══ Passage shown

• 22Oct

    This book is a collection of essays written by Silvia Federici in relation to her on-going studies of witches, witch-hunting and its relationship to the development of capitalism. The book is in two parts. The first section, which I will talk about here, summarizes and builds on her work in Caliban and the Witch in which she explores the European witch-hunts of the 16th and 17th centuries.

     

    Federici stresses the importance of situating these witch-hunts in their social, political and economic context. In particular this was a time when the enclosures of the Commons were taking place in Britain. The Commons land were traditionally available to landless peasants , enabling them to make use of the land for subsistence farming. In the 16th and 17th centuries these common lands became enclosed – by wealthy landowners and the middle class, thus depriving poorer peasants the use of such land. Land became privatised and became an economic asset for profit, rather than as a source of nurturance for the whole community. This led to an increase in poverty and social unrest amongst the community. This had a significant impact on the peasant women in particular. It often meant a stripping of their means of livelihood and the possibility of economic independence.

     

    Federici describes the social unrest that was occurring at the time. One can imagine the anger, bitterness and distress that women were experiencing as a result of being left destitute. Her analysis describes how those in power were able to turn such social unrest to demonise those opposing the changes, effectively allowing them to increase their power and control over the communities.

     

    She likens the demonization of women as witches to the McCarthy era of the 1950’s in the USA and the current ‘War on Terror’.

     

    “The exaggeration of ‘crimes’ to mythical proportions so as to justify horrendous punishments is an effective means to terrorize a whole society, isolate the victims, discourage resistance, and make masses of people afraid to engage in practices that until then were considered normal.” (p.33)

    “The witch was the communist and terrorist of her time” (p.33)

     

    But it was not only about dealing with social unrest. It was about power and control and capital accumulation. Where previously in villages and communities there was a system of sharing resources, such as the Commons, where women used and shared their knowledge and experiences of caring and healing, midwifery and reproduction. The state needed to take control of this knowledge and these skills.

     

    “…the witch-hunts served to deprive women of their medical practices, forced them to submit to the patriarchal control of the nuclear family, and destroyed a holistic concept of nature that until the Renaissance set limits on the exploitation of the female body.” (p. 11)

════
══ Recorded information

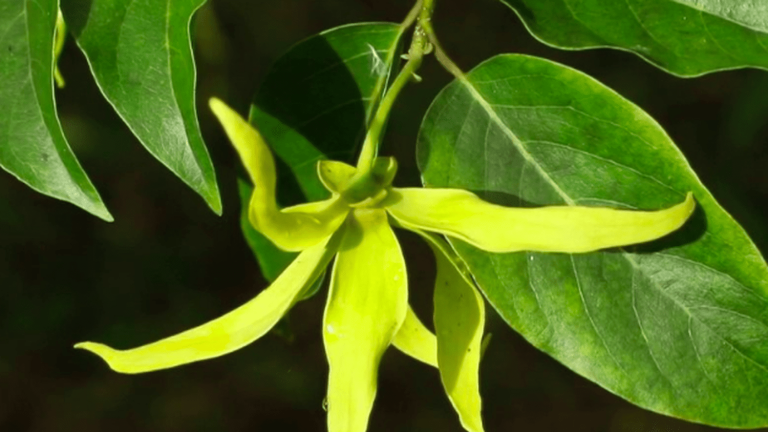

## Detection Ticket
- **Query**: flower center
[317,157,397,208]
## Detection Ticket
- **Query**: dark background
[0,0,768,432]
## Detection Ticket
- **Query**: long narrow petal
[210,98,348,251]
[323,210,408,432]
[385,188,696,253]
[75,235,338,374]
[392,307,437,367]
[399,228,485,432]
[430,238,485,432]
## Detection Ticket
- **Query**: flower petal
[210,98,348,251]
[323,209,408,432]
[392,307,437,367]
[385,188,696,253]
[75,236,338,374]
[401,230,485,432]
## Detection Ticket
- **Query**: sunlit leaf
[418,55,768,428]
[500,0,768,76]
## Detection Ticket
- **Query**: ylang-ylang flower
[77,99,694,432]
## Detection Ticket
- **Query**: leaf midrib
[457,71,768,375]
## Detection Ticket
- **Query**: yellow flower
[76,99,695,432]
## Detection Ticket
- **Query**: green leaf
[418,55,768,428]
[0,0,112,221]
[244,23,403,277]
[61,0,221,214]
[500,0,768,77]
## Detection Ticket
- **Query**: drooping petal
[392,307,437,367]
[323,209,408,432]
[425,234,485,432]
[210,98,348,251]
[75,236,338,374]
[385,188,696,253]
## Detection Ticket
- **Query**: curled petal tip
[208,96,228,113]
[75,342,130,373]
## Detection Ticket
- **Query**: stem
[357,53,423,171]
[354,0,433,172]
[419,0,466,81]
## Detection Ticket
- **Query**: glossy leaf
[250,23,403,280]
[323,210,408,432]
[0,0,112,221]
[500,0,768,76]
[61,0,221,214]
[418,55,768,428]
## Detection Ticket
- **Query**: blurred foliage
[0,0,768,432]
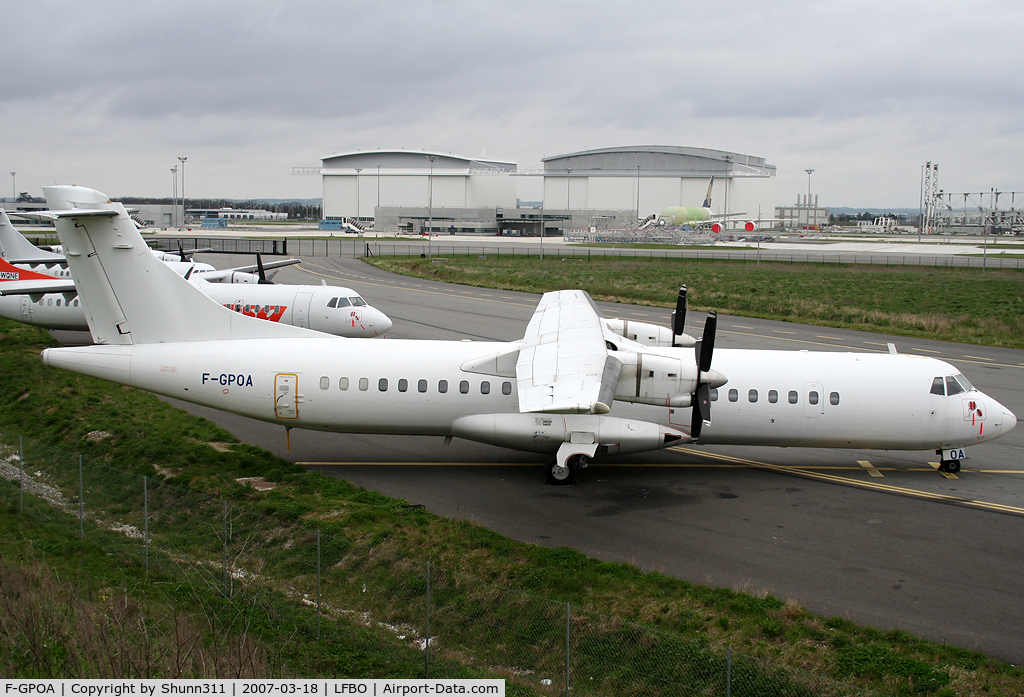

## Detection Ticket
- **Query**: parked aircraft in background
[0,255,391,339]
[34,187,1017,483]
[0,206,300,284]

════

_Exercise requirements:_
a. In the review of Silvia Federici's essays on witch-hunting, which two things does she liken the demonization of women as witches to?
b. Copy the review of Federici's witch-hunt essays word for word, everything from "Federici describes the" down to "current ‘War on Terror’.".
c. Take the review of Federici's witch-hunt essays further from the point where it stops.

_Written responses:_
a. The McCarthy era of the 1950s in the USA and the current "War on Terror."

b.
Federici describes the social unrest that was occurring at the time. One can imagine the anger, bitterness and distress that women were experiencing as a result of being left destitute. Her analysis describes how those in power were able to turn such social unrest to demonise those opposing the changes, effectively allowing them to increase their power and control over the communities.

     

    She likens the demonization of women as witches to the McCarthy era of the 1950’s in the USA and the current ‘War on Terror’.

c.
    The state needed to disempower women of their knowledge in order to take control. In particular the state needed to take control of women’s reproductive capacity and knowledge. As capitalism was taking hold, children were seen as products for labor exploitation – economic property which the capitalist state need to control. Thus women’s sexual behaviour and procreation needed to come under the control of the state.

     

    “We must think of an enclosure of knowledge, of our bodies, and of our relationship to other people and nature.” (p.21)

     

    Federici concludes Part One of the book with a chapter ‘On the Meaning of ‘gossip’.

     

    “Tracing the history of the words frequently used to define and degrade women is a necessary step if we are to understand how gender oppression functions and reproduces itself.” (p.35)

     

    I have long been interested in the concept of female solidarity, friendships and collectivity. The fact that throughout history  women’s knowledge, their experiences – women’s history has not been recorded or seen as of value.

    In this last chapter of Part One, Federici describes important information about the origin of the term ‘gossip’. In early modern England it was a term used for ‘companions of childbirth, not limited to midwives’. “It became a term for women friends.” (p. 35). Federici describes how gossip became a word of degradation and ridicule, thus effectively the silencing of women. This is a subject that I would like to analyse in more depth in a future blog post.

     

    To conclude, in Federici’s words:

     

    “As I wrote in Caliban and the Witch, the witch hunt instituted a regime of terror on all women, from which emerged a new model of femininity to which women had to conform to be socially accepted in the developing capitalist society: sexless, obedient, submissive, resigned to subordination to the male world, accepting as natural the confinement to a sphere of activities that in capitalism has been completely devalued.” (p. 32).

     

    Part Two of this immensely important work, Federici explores modern day witch hunts detailing how this is on the increase. I will be writing about this in my next blog.